-- Start --

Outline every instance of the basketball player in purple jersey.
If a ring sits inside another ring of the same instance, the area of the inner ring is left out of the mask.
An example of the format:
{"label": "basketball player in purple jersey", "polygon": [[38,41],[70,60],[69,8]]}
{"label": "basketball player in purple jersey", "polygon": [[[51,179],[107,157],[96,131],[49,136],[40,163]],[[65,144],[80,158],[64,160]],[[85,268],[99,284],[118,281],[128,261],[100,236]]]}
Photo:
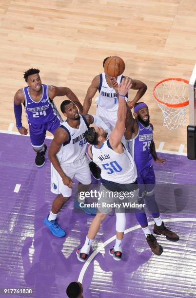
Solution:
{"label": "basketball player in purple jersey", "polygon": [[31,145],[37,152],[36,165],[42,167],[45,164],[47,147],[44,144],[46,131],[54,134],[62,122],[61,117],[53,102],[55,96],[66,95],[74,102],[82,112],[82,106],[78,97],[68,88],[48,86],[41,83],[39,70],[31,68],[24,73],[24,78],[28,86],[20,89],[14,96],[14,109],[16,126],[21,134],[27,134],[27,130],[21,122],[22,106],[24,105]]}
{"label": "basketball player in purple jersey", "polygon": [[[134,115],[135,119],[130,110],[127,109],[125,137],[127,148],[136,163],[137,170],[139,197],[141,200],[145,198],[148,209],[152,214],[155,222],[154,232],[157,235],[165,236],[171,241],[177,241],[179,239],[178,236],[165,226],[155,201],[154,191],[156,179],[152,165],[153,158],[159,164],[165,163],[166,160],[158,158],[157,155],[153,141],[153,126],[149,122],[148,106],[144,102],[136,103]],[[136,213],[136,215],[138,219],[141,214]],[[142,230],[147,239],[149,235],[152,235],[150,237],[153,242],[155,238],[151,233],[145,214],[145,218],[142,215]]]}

-- End --
-- Start --

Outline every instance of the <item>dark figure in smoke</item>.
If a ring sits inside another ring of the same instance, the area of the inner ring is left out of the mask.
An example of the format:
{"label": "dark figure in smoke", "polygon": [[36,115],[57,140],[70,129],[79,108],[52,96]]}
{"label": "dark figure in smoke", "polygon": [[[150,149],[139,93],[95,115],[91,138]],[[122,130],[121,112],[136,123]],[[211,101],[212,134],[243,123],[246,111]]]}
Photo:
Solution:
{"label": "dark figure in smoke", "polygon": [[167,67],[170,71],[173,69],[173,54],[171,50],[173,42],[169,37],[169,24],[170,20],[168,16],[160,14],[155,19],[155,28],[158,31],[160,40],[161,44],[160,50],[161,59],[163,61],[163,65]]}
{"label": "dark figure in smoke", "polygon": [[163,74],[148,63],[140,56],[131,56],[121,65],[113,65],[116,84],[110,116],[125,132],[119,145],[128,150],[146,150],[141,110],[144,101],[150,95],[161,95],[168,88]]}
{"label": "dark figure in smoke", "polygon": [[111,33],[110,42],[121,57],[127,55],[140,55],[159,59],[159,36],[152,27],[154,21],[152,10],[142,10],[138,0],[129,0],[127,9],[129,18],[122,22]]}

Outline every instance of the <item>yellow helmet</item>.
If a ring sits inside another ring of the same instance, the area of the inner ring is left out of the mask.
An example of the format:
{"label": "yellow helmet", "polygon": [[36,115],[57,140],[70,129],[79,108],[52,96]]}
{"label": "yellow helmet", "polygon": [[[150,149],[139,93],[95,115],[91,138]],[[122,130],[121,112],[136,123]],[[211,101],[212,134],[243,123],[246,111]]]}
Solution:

-- End --
-- Start --

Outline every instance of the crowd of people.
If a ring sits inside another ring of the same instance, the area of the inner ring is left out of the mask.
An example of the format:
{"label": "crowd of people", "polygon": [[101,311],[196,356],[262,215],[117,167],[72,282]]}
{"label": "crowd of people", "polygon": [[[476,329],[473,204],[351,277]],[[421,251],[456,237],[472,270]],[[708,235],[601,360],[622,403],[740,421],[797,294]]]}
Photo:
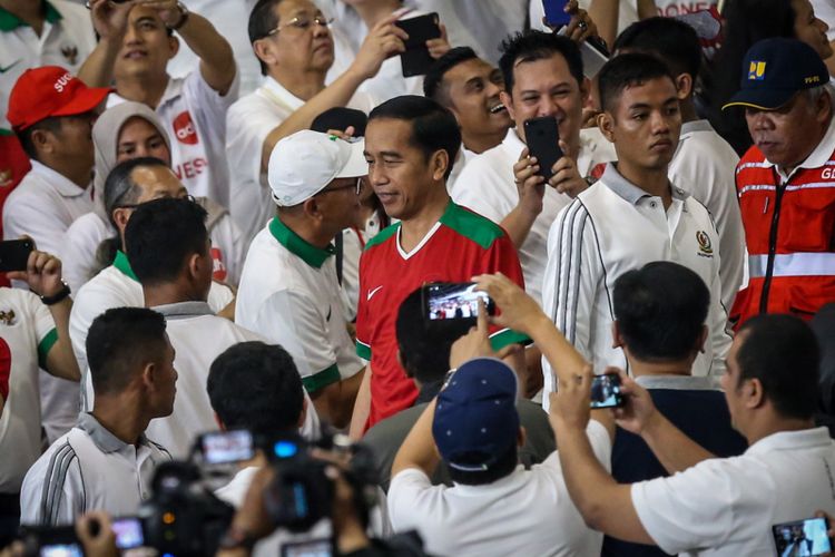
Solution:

-- End --

▸ **TASK DETAILS**: Collect every line of the records above that contains the word "helmet", and copy each such line in full.

▸ **RESPONSE**:
Outline every instance of the <item>yellow helmet</item>.
{"label": "yellow helmet", "polygon": [[36,115],[57,140],[70,129],[79,108],[52,96]]}
{"label": "yellow helmet", "polygon": [[[150,149],[139,93],[95,115],[91,138]],[[122,130],[121,112],[136,123]],[[211,101],[212,134],[243,123],[246,111]]]}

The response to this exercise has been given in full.